== Given entries
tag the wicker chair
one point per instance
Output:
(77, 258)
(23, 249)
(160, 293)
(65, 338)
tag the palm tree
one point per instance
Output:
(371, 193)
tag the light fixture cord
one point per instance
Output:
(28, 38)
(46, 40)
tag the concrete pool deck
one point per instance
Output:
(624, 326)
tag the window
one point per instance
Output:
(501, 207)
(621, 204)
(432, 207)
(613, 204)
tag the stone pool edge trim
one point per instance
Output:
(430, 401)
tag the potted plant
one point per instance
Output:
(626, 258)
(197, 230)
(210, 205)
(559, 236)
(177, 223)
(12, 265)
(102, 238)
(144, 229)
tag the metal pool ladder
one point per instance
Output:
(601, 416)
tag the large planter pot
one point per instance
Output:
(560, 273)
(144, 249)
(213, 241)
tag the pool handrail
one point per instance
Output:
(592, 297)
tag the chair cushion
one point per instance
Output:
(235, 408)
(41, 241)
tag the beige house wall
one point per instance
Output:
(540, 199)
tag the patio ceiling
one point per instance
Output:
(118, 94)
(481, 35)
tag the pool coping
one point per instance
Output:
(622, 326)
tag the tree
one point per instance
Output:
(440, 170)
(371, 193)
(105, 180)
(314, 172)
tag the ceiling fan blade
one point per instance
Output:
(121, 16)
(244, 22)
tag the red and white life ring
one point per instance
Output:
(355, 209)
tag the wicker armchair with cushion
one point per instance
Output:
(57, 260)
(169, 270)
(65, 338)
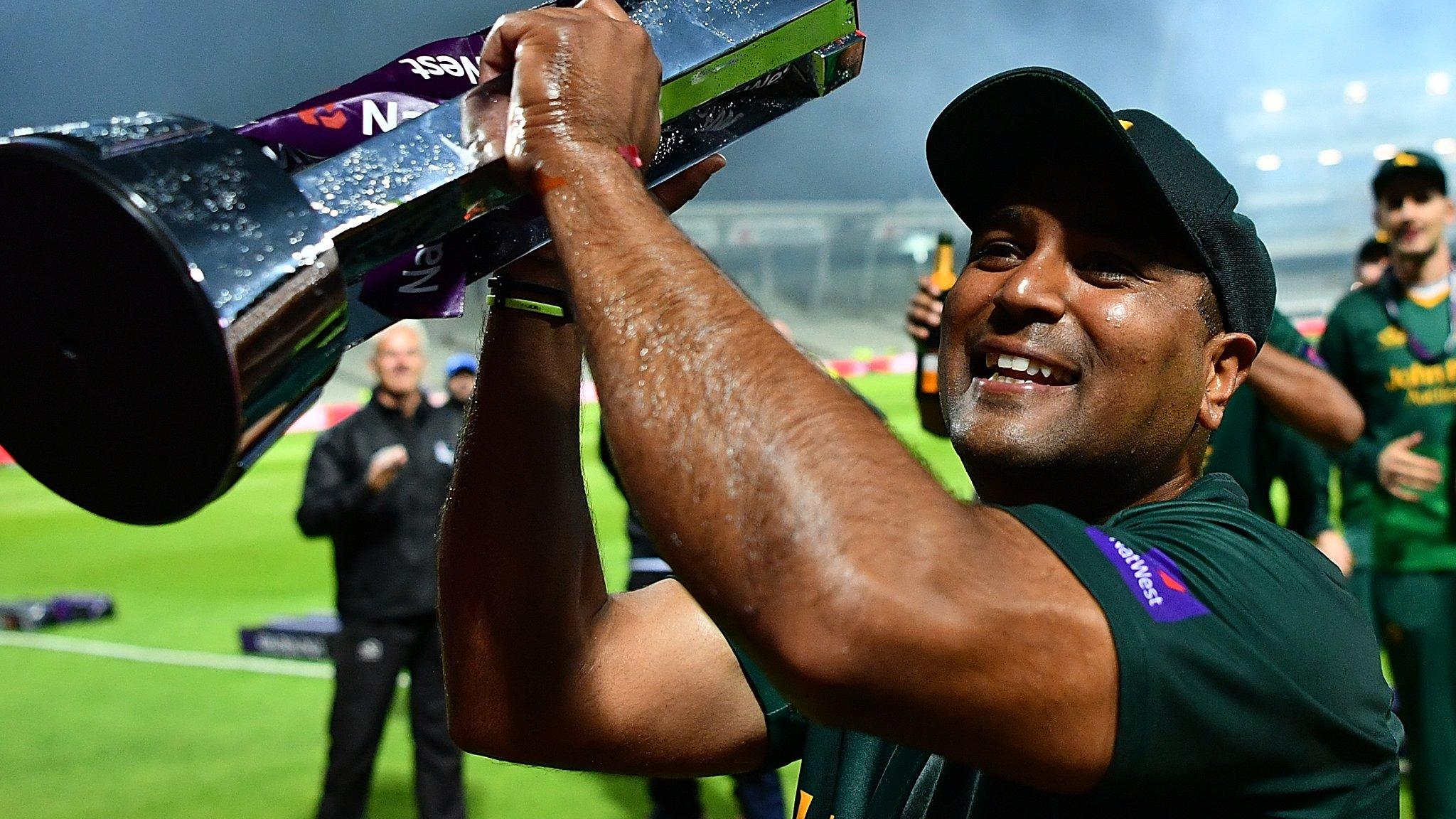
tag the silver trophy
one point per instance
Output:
(173, 298)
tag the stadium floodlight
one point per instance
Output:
(919, 247)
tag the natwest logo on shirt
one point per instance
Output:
(1152, 577)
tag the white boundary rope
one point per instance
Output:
(166, 656)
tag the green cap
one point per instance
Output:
(1001, 124)
(1406, 165)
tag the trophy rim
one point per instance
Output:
(213, 441)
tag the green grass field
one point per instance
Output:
(94, 737)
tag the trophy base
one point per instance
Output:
(119, 392)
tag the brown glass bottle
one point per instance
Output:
(928, 352)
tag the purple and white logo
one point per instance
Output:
(1154, 579)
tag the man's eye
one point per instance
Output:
(996, 251)
(1110, 272)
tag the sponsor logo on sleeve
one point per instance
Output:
(443, 65)
(1152, 577)
(328, 115)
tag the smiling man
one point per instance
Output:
(1108, 636)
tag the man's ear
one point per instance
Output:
(1229, 358)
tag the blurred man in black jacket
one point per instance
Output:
(376, 484)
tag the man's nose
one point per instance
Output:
(1036, 290)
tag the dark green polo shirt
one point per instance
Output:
(1250, 685)
(1400, 395)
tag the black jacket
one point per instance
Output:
(385, 544)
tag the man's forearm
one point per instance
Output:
(782, 498)
(519, 570)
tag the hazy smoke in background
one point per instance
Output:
(1186, 60)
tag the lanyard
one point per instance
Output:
(1393, 291)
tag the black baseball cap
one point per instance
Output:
(1406, 165)
(1021, 117)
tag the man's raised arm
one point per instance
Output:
(765, 483)
(542, 665)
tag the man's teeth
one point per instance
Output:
(1017, 363)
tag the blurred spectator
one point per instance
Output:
(759, 793)
(1392, 346)
(376, 486)
(1372, 261)
(461, 379)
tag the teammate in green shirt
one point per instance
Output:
====
Set exercise:
Write out the data above again, without the pictures, and swap every "one point per instance" for "one point for each instance". Change nothing else.

Written solution:
tag the wicker chair
one point for each instance
Output:
(77, 258)
(23, 249)
(160, 293)
(65, 338)
tag the palm tree
one point for each instance
Output:
(371, 193)
tag the light fixture cord
one point for each instance
Output:
(28, 38)
(46, 40)
tag the concrete pool deck
one point for each instance
Output:
(624, 326)
tag the window
one point for each instance
Output:
(501, 207)
(621, 204)
(432, 207)
(613, 204)
tag the stone pool edge trim
one point for each instance
Output:
(430, 401)
tag the potted plant
one point for each instance
Output:
(626, 258)
(197, 230)
(210, 205)
(559, 236)
(177, 223)
(12, 265)
(102, 238)
(144, 229)
tag the metal pool ladder
one point for each instance
Output:
(601, 416)
tag the large planter pot
one point for each instance
Output:
(560, 273)
(144, 249)
(213, 241)
tag the pool handrail
one point for each instance
Output:
(592, 297)
tag the chair cushion
one point for each instance
Output:
(235, 408)
(41, 241)
tag the beige house wall
one point for each instance
Output:
(540, 199)
tag the patio ceiling
one point for each instance
Output:
(118, 94)
(481, 35)
tag the pool coping
one point for each instance
Output:
(622, 326)
tag the tree
one point for each instance
Output:
(440, 170)
(371, 193)
(105, 180)
(314, 172)
tag the ceiling fan blade
one point for each instance
Output:
(121, 16)
(244, 22)
tag the red and white life ring
one point for each instance
Output:
(355, 209)
tag the wicker armchair with cushion
one point for each instance
Output:
(57, 260)
(169, 270)
(65, 338)
tag the silver trophy
one point for each instance
Output:
(173, 298)
tag the stadium floodlight
one point for each instance
Output:
(919, 247)
tag the natwest logo on shirt
one point for each instance
Output:
(1152, 577)
tag the white boundary rope
one point for each instance
Output:
(166, 656)
tag the green cap
one point for each instance
Output:
(1001, 124)
(1406, 165)
tag the trophy rim
one point for each instance
Output:
(213, 441)
tag the green grass field
one point for each instance
Output:
(94, 737)
tag the trophy base
one point for each instance
Output:
(119, 392)
tag the brown glass bottle
one point for each instance
Output:
(928, 352)
tag the purple and white logo
one point for each instance
Output:
(1154, 579)
tag the man's eye
one point for each instance
Output:
(996, 251)
(1110, 272)
tag the sponsor logo on sleeve
one point for each instance
Output:
(443, 65)
(1152, 577)
(328, 115)
tag the smiling man
one point for each instance
Output:
(1108, 636)
tag the man's ear
one point for each instance
Output:
(1229, 358)
tag the blurred man in black jacket
one point for each instance
Output:
(376, 484)
tag the man's nose
one point for each instance
Output:
(1036, 290)
tag the dark green polo shirt
one point for each instance
Output:
(1250, 685)
(1400, 395)
tag the black jacket
one point for each instance
Output:
(385, 544)
tag the man's forearm
one point for each instance
Output:
(782, 498)
(519, 570)
tag the hazy smoke in background
one point for each instance
Output:
(1186, 60)
tag the lanyard
one point for each instance
Output:
(1393, 291)
tag the black baseball cap
one point for each instance
Output:
(1406, 165)
(1021, 117)
tag the man's raised arm
one point for each instance
Output:
(765, 483)
(542, 665)
tag the man's teeth
one point for each instance
Output:
(1017, 363)
tag the blurred spectator
one point for each instance
Output:
(759, 793)
(1392, 346)
(376, 486)
(1372, 261)
(461, 379)
tag the teammate in green shirt
one point for each instance
Output:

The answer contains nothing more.